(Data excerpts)
=== Section Start ===
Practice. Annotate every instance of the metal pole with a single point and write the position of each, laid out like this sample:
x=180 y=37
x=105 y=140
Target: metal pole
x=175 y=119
=== Section End ===
[Task prompt] An unaltered transcription of all the data above is needed.

[Task result]
Practice. Annotate every instance of the metal pole with a single point and write the position of each, laid out like this sample:
x=180 y=37
x=105 y=140
Target: metal pole
x=175 y=119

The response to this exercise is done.